(Lesetext)

+ + + + +

Einmal mit Laien arbeiten
Bürger*innen sammeln per Smartphone ganz einfach Daten für die Forschung. Foto: © valiantsin – stock.adobe.com

Einmal mit Laien arbeiten

Wer forschen will, muss das Handwerk beherrschen. Allerdings brauchen auch Wissenschaftler*innen manchmal Unterstützung von der Bürgerschaft, zum Beispiel beim Erheben von Daten. Wie der Forschungsansatz Citizen Sciences funktioniert, welche Vorteile und Grenzen er bereithält.

Text: Maike von Haas

Wenn Bürger*innen Wasserproben aus dem hauseigenen Hahn entnehmen oder per Smartphone Barrieren im öffentlichen Raum dokumentieren, spricht man von Citizen Sciences. Zu Deutsch: Bürgerforschung oder Bürgerwissenschaft. In diesem Feld werden wissenschaftliche Projekte mithilfe von Personen durchgeführt, die nicht professionell in der Wissenschaft tätig sind. Die erste Forschung dieser Art wurde laut der Citizen Science Plattform „Bürger schaffen Wissen“ im Jahr 1900 in den USA betrieben. Damals hatten zu Weihnachten Forscher*innen die Bürgerschaft zum „Christmas Bird Count“ aufgerufen – einer Vogelzählung, die seitdem jedes Jahr durchgeführt wird.

+ + + + +

(Aufgeführte Einträge)
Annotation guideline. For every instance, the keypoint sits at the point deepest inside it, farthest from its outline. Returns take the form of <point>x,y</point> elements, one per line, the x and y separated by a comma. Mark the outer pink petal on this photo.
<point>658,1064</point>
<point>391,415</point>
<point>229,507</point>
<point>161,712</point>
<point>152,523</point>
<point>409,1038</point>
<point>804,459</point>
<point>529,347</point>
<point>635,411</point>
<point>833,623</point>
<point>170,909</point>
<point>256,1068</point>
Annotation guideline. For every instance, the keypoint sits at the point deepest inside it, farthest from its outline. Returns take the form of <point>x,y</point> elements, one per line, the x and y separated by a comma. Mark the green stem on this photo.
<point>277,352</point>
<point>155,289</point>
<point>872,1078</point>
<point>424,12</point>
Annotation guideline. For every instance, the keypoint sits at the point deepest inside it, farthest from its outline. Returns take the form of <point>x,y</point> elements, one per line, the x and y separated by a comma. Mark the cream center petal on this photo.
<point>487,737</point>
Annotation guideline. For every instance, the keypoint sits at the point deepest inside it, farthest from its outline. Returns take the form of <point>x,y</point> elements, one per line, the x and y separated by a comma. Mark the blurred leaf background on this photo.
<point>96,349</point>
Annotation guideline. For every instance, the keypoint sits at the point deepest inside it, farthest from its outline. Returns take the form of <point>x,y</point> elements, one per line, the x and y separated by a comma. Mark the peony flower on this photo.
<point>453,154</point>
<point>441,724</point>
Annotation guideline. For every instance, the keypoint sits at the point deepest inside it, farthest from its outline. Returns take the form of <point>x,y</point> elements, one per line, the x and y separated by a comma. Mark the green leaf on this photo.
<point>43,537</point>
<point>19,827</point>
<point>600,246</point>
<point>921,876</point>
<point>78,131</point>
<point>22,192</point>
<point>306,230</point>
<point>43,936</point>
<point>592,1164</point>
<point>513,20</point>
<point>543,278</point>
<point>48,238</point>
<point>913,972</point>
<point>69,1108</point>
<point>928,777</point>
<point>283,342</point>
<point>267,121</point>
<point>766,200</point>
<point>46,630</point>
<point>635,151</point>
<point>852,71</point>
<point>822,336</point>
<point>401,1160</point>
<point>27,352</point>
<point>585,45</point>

+ + + + +

(Aufgaben)
1. Folgende Fragen zum Lesetext beantworten:
(a) Wobei brauchen Wissenschaftler*innen laut Lesetext beispielsweise Unterstützung von der Bürgerschaft?
(b) Welche deutschen Bezeichnungen werden für Citizen Sciences genannt?
(c) In welchem Jahr und in welchem Land wurde laut „Bürger schaffen Wissen“ die erste Forschung dieser Art betrieben?
2. Den Abschnitt des Lesetexts von „Wenn Bürger*innen Wasserproben“ bis einschließlich „Jahr durchgeführt wird.“ wortgetreu wiedergeben.

(Lösungen)
1.
(a) Beim Erheben von Daten.
(b) Bürgerforschung oder Bürgerwissenschaft.
(c) Im Jahr 1900 in den USA.

2.
Wenn Bürger*innen Wasserproben aus dem hauseigenen Hahn entnehmen oder per Smartphone Barrieren im öffentlichen Raum dokumentieren, spricht man von Citizen Sciences. Zu Deutsch: Bürgerforschung oder Bürgerwissenschaft. In diesem Feld werden wissenschaftliche Projekte mithilfe von Personen durchgeführt, die nicht professionell in der Wissenschaft tätig sind. Die erste Forschung dieser Art wurde laut der Citizen Science Plattform „Bürger schaffen Wissen“ im Jahr 1900 in den USA betrieben. Damals hatten zu Weihnachten Forscher*innen die Bürgerschaft zum „Christmas Bird Count“ aufgerufen – einer Vogelzählung, die seitdem jedes Jahr durchgeführt wird.